TASK BRIEF: Reproduce every row below verbatim, leaving the picture out of your output.

THE INPUT:
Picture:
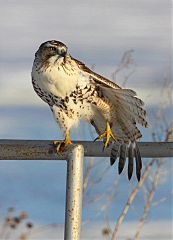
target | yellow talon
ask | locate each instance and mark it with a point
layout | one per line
(106, 134)
(60, 145)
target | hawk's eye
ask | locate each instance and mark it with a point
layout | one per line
(53, 48)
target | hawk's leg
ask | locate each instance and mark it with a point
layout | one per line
(107, 134)
(60, 145)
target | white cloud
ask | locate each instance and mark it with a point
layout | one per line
(96, 32)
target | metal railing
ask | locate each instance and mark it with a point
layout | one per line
(44, 150)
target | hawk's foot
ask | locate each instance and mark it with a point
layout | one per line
(107, 134)
(61, 145)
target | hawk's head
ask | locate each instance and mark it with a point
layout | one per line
(52, 48)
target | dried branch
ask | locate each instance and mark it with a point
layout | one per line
(131, 199)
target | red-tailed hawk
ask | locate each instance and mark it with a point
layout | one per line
(74, 92)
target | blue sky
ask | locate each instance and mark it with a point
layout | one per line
(96, 32)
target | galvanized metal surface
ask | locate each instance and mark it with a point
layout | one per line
(74, 189)
(43, 150)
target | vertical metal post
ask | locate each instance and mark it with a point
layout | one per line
(74, 189)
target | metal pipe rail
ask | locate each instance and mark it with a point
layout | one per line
(44, 150)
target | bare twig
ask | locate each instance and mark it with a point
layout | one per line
(131, 198)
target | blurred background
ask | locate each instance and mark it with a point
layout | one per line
(126, 41)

PROBLEM SOLUTION:
Picture:
target | yellow talon
ask | locate each instance and mark it with a point
layout | one per line
(106, 134)
(60, 145)
target | hawk's eye
ask | locate each instance and mark it with a point
layout | one per line
(53, 48)
target | hawk's leg
ask | locate each instance and mark it with a point
layout | one per line
(107, 134)
(60, 145)
target | white cloud
ask | locate each instance and mark it with a point
layout | one per line
(96, 32)
target | metal railing
ask | locate each instance and mark it with a point
layout | one per line
(44, 150)
target | hawk's foot
ask | locate each instance and mark it with a point
layout | one per line
(107, 134)
(61, 145)
target | hawk's head
ask | locate each instance and mark it with a point
layout | one per line
(52, 48)
target | dried branch
ask | locate each instance and mark it with a point
layout | one per line
(131, 199)
target | red-tailed hawk
ask | locate each instance and mark it with a point
layout | one per line
(74, 92)
target | blue sky
ask | locate each instance and mark it with a point
layout | one per line
(96, 32)
target | galvanized metal surface
ask | locate each instance and mark it with a point
layout | one per line
(74, 189)
(43, 150)
target | vertical metal post
ask | locate each instance and mark it with a point
layout | one per line
(74, 189)
target | metal pipe rail
ask | locate each instance and mark it with a point
layout | one per line
(44, 150)
target | bare twig
ask | locate each instance and mark it with a point
layout | one per line
(131, 198)
target | blurred background
ask | locate each instance and mark it with a point
layout | one per line
(126, 41)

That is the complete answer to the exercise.